→ WHAT TO DO
Render the material from the line containing "Each instance receives exactly one keypoint. Mark the overcast" through the end of the material as a Markdown table with the columns Row and Material line, numbering the rows and omitting any blank lines.

>> start ROWS

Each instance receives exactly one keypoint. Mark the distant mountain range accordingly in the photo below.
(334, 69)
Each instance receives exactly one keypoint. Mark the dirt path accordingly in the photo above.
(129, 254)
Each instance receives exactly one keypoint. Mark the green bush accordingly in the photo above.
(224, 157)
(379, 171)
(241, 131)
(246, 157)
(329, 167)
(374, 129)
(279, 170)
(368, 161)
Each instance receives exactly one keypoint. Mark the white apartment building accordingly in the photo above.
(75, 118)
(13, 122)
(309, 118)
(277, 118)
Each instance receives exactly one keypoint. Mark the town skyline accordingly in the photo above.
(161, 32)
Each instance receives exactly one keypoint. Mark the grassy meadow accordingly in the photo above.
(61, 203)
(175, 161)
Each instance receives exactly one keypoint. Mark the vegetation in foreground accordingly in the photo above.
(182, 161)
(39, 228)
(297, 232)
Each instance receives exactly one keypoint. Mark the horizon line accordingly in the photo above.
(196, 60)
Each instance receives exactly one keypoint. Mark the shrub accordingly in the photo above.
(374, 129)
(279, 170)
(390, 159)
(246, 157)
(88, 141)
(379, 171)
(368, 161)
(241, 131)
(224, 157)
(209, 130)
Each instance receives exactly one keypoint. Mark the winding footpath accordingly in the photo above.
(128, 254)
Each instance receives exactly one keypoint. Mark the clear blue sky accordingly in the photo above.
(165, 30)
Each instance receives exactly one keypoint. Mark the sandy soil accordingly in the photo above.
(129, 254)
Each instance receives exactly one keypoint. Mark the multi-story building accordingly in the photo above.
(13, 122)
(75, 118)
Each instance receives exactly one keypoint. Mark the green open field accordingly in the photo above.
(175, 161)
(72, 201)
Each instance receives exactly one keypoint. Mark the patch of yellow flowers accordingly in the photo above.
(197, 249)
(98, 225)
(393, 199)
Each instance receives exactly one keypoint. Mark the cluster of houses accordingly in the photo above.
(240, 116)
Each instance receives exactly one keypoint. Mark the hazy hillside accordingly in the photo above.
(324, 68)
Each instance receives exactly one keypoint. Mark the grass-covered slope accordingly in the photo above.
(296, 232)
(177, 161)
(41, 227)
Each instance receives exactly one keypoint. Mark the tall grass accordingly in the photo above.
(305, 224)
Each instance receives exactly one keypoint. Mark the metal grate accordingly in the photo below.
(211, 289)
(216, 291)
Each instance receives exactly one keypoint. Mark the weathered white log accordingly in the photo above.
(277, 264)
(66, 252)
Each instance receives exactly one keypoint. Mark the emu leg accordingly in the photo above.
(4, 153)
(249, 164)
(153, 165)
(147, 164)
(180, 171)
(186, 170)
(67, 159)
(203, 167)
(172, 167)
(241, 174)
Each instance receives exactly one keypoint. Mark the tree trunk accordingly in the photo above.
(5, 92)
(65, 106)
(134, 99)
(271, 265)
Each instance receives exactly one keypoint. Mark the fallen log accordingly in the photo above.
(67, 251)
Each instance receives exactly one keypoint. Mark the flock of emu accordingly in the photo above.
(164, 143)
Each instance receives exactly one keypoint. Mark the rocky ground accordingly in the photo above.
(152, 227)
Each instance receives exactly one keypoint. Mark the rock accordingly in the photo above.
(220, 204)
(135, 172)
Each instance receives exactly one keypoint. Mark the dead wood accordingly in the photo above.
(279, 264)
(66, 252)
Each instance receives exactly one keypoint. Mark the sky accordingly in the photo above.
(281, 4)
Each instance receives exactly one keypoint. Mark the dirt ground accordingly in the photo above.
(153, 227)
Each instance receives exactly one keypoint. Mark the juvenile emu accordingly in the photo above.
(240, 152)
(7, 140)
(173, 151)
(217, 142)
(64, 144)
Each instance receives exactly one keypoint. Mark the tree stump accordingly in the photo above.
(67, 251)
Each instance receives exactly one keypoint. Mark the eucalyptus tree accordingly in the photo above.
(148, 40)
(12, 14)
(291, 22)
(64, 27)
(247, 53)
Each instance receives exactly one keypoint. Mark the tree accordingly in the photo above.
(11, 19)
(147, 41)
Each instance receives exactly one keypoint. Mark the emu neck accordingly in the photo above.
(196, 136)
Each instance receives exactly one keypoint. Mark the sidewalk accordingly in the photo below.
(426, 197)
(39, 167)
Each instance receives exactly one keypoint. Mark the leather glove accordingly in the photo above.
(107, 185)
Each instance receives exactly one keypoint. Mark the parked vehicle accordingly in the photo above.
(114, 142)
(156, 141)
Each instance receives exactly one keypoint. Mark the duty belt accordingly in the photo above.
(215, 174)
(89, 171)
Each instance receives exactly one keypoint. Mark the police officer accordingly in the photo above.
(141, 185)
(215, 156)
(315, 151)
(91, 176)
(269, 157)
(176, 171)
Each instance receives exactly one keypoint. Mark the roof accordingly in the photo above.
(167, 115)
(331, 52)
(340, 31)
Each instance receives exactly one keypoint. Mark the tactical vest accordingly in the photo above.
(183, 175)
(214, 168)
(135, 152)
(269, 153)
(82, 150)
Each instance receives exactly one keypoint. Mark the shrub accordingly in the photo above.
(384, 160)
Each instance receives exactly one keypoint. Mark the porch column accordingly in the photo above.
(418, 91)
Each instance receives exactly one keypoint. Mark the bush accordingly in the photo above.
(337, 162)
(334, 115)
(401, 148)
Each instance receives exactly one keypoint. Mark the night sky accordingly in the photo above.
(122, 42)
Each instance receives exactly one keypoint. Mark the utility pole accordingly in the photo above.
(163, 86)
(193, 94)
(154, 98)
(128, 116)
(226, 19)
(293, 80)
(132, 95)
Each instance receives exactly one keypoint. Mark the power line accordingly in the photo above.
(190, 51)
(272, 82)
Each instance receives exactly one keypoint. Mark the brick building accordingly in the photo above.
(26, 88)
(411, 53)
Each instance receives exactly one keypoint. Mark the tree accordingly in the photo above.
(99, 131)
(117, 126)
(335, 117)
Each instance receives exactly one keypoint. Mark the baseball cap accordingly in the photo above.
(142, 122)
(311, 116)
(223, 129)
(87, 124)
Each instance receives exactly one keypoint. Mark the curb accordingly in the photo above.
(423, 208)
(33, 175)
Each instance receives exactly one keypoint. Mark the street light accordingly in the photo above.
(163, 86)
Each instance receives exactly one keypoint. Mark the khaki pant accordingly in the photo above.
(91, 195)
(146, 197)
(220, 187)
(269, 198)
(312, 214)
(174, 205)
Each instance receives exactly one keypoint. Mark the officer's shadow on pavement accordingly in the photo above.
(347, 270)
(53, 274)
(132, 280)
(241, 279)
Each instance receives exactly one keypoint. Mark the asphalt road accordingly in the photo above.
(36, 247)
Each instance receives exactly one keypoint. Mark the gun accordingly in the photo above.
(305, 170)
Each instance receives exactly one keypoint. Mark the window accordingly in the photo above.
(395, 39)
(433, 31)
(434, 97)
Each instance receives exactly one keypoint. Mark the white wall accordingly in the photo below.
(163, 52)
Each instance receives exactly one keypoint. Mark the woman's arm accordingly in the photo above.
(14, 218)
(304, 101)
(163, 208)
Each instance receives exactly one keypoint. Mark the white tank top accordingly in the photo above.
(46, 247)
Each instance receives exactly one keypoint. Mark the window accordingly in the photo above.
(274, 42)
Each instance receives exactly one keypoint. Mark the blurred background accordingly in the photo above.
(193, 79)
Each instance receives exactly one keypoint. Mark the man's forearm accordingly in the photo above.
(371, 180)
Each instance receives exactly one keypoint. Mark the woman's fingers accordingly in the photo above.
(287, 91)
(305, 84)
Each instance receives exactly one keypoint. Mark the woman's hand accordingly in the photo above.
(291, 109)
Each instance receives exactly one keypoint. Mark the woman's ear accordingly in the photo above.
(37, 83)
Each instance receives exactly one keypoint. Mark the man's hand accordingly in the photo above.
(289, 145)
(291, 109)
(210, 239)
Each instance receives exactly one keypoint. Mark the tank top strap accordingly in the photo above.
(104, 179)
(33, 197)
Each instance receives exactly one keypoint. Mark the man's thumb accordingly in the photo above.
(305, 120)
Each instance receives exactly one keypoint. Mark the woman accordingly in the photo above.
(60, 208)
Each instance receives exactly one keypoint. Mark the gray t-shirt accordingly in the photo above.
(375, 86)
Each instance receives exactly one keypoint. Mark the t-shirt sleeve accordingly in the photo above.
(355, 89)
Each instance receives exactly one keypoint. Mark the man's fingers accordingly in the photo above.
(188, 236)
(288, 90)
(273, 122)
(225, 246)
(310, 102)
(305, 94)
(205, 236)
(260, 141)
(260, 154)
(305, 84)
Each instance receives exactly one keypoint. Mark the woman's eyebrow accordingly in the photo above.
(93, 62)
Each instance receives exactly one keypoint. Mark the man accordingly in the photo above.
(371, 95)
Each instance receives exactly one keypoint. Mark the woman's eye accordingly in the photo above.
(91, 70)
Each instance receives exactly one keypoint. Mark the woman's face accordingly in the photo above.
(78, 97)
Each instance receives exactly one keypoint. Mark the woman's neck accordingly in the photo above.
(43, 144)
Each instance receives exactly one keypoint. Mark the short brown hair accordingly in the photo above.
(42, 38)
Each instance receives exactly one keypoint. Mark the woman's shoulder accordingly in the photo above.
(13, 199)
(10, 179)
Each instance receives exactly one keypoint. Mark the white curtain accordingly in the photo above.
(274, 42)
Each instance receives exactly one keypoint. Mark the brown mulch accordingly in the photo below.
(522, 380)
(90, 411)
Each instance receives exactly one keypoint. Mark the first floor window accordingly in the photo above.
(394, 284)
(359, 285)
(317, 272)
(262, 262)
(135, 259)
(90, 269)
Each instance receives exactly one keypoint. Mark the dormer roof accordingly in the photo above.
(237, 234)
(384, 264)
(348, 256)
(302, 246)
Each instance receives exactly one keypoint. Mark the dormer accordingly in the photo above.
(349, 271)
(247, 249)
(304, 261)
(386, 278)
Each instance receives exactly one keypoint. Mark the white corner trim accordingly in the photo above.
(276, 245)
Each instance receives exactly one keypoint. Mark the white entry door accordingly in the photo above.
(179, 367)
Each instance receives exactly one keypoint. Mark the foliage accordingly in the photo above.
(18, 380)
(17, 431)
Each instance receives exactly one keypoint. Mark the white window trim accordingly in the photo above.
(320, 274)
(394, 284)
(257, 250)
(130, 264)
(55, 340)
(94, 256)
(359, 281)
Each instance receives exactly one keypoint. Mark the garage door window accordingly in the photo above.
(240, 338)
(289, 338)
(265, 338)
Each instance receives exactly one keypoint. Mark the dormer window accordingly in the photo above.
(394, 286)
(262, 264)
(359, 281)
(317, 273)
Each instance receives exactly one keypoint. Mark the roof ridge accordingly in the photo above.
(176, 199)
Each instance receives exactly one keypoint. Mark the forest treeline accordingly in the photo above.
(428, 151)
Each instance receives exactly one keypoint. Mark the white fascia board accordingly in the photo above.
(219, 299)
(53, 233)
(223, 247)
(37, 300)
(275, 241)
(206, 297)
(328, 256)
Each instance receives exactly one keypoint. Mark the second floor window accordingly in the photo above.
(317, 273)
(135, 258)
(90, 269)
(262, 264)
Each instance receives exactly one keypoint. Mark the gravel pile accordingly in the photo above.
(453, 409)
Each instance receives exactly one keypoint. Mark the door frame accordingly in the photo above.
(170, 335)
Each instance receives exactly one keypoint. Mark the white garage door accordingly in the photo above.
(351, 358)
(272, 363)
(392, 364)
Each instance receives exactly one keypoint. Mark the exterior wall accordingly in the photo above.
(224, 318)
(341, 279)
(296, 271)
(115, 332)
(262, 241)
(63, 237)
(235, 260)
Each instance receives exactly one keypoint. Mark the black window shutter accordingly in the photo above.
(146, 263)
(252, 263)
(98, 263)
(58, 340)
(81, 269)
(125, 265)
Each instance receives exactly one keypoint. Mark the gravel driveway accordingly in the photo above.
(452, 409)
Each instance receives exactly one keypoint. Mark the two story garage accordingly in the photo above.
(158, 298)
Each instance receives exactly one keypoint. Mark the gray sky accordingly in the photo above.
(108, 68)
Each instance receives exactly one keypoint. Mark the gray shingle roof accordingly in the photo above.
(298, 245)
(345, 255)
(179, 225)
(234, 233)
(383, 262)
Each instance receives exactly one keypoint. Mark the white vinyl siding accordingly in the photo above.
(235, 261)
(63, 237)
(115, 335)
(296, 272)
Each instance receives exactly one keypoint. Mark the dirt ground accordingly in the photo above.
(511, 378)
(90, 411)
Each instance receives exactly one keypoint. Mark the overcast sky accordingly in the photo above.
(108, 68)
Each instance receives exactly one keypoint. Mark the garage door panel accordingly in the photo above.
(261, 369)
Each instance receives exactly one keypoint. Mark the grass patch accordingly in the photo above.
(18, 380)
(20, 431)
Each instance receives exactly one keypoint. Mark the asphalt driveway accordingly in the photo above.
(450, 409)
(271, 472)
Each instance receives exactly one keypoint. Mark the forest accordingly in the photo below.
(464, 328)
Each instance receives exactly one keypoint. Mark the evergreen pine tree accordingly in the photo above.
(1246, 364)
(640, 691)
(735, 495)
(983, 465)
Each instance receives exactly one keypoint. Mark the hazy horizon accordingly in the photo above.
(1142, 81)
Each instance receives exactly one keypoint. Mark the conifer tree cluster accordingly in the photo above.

>> end ROWS

→ TASK RESULT
| Row | Material line |
|---|---|
| 1 | Each instance receives exactly one keypoint. Mark the overcast sky accordingly in the photo above. |
| 2 | (108, 68) |
| 3 | Each instance receives exactly one keypoint. Mark the garage door panel accordingly in the photo above. |
| 4 | (261, 369) |
| 5 | Each instance receives exactly one keypoint. Mark the grass patch accordingly in the photo above. |
| 6 | (18, 380) |
| 7 | (20, 431) |
| 8 | Each instance receives exactly one keypoint. Mark the asphalt driveway accordingly in the photo above. |
| 9 | (450, 409) |
| 10 | (271, 472) |
| 11 | Each instance receives exactly one keypoint. Mark the forest accordingly in the photo below. |
| 12 | (464, 328) |
| 13 | Each instance receives exactly one keypoint. Mark the evergreen pine tree accordingly in the photo above. |
| 14 | (1246, 364) |
| 15 | (640, 691) |
| 16 | (735, 495) |
| 17 | (983, 465) |
| 18 | Each instance receives exactly one keypoint. Mark the hazy horizon accordingly in the photo above. |
| 19 | (1142, 81) |
| 20 | Each instance receives exactly one keypoint. Mark the conifer tree cluster accordingly in the photo above. |